CREATE DIMENSION TABLE level_one_players (
nickname TEXT,
currentscore INTEGER);
INSERT INTO num_test VALUES
('kennethpark', 11),
('rileyjon', 50),
('sabrina21', 90),
('steven70', 50)
CREATE DIMENSION TABLE level_two_players (
nickname TEXT,
currentscore INTEGER);
INSERT INTO num_test2 VALUES
('aaronbutler', 90),
('esimpson', 56),
('ruthgill', 85),
('adrianachoi', 50)
The tables and their data are shown as follows:
level_one_players.nickname | level_one_players.currentscore | level_two_players.nickname | level_two_players.currentscore |
---|---|---|---|
kennethpark | 11 | aaronbutler | 90 |
rileyjon | 50 | esimpson | 56 |
sabrina21 | 90 | ruthgill | 85 |
steven70 | 50 | adrianachoi | 50 |
INNER JOIN example
The INNER JOIN
example below includes only the rows where the nickname
and currenscore
values match.

+ + + + +

### Set of tasks
- 1) Reproduce verbatim the portion of the SQL excerpt between "CREATE DIMENSION TABLE level_one_players" and "('steven70', 50)", inclusive.
- 2) Determine whether each statement below agrees with the SQL excerpt. For each one, answer yes or no and quote the deciding words from the excerpt.
(a) The level_two_players table stores each player's score as an INTEGER.
(b) The excerpt's data gives sabrina21 a score of 85.
(c) The INNER JOIN example includes every row from both tables.
- 3) In the SQL excerpt, rewrite the passage beginning "The tables and their data are shown as follows" as a brief list of each table's players and scores.

### Dataset items
+ + + + +

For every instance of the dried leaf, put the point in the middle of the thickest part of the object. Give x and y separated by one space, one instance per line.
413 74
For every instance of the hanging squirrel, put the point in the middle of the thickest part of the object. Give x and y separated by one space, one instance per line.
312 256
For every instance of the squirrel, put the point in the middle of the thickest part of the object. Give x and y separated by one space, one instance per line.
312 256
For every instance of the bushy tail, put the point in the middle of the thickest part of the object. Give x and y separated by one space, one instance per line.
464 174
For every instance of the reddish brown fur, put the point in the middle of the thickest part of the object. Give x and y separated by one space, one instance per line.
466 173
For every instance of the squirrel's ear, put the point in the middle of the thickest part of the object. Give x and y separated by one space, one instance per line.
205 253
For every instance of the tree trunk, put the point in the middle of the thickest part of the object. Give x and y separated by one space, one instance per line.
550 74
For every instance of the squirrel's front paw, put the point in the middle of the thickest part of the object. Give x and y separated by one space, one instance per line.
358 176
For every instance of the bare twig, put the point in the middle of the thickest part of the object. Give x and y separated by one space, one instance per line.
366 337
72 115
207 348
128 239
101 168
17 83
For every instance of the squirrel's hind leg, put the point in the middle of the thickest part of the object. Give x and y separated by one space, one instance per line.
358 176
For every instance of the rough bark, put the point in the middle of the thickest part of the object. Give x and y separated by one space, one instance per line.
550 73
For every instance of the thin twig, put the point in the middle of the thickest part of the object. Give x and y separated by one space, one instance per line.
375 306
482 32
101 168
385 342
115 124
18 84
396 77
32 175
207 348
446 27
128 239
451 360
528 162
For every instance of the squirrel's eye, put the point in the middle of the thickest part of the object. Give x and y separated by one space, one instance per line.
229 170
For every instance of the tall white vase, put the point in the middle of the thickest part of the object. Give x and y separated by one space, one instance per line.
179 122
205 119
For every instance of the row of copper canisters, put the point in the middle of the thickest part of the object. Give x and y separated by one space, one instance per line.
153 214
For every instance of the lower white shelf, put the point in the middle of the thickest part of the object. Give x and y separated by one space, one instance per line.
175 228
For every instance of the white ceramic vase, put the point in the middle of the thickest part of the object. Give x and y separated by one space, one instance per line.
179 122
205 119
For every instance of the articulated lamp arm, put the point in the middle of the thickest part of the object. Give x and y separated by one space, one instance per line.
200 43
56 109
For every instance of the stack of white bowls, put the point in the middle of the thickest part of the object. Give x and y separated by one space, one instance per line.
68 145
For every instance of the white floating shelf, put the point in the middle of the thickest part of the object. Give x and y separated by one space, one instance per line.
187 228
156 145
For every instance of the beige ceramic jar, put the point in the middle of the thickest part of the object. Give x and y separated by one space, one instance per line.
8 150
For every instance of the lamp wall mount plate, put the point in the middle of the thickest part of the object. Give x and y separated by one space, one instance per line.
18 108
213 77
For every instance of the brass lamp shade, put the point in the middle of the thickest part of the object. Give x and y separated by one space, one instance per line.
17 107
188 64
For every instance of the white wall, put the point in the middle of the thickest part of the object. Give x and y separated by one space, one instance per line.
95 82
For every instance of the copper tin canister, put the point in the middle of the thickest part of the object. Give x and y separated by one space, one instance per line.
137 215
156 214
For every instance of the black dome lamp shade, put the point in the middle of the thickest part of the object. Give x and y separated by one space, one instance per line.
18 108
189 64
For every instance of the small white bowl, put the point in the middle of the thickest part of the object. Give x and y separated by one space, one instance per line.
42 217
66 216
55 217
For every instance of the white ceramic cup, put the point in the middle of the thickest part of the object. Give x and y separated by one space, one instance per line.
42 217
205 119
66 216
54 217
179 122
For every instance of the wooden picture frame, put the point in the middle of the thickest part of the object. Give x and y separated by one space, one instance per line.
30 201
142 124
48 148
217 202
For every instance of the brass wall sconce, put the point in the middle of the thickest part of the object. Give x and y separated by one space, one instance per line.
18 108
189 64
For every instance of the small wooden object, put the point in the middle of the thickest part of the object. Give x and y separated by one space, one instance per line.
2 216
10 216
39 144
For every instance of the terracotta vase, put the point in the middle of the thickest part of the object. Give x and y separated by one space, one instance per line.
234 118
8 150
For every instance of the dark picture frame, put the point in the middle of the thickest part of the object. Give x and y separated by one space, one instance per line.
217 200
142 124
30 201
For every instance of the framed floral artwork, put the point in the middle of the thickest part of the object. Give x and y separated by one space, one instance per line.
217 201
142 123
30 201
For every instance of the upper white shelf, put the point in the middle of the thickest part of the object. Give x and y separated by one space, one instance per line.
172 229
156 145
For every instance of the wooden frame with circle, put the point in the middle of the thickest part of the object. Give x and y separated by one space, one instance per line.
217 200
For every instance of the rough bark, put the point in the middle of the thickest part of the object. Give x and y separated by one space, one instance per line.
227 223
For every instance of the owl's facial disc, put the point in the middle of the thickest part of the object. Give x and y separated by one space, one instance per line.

+ + + + +

### Results for the exercise
- 1)
CREATE DIMENSION TABLE level_one_players (
nickname TEXT,
currentscore INTEGER);
INSERT INTO num_test VALUES
('kennethpark', 11),
('rileyjon', 50),
('sabrina21', 90),
('steven70', 50)

- 2)
(a) Yes: "currentscore INTEGER);"
(b) No: "('sabrina21', 90)"
(c) No: "includes only the rows where the nickname"

- 3)
- level_one_players: kennethpark (11), rileyjon (50), sabrina21 (90), steven70 (50)
- level_two_players: aaronbutler (90), esimpson (56), ruthgill (85), adrianachoi (50)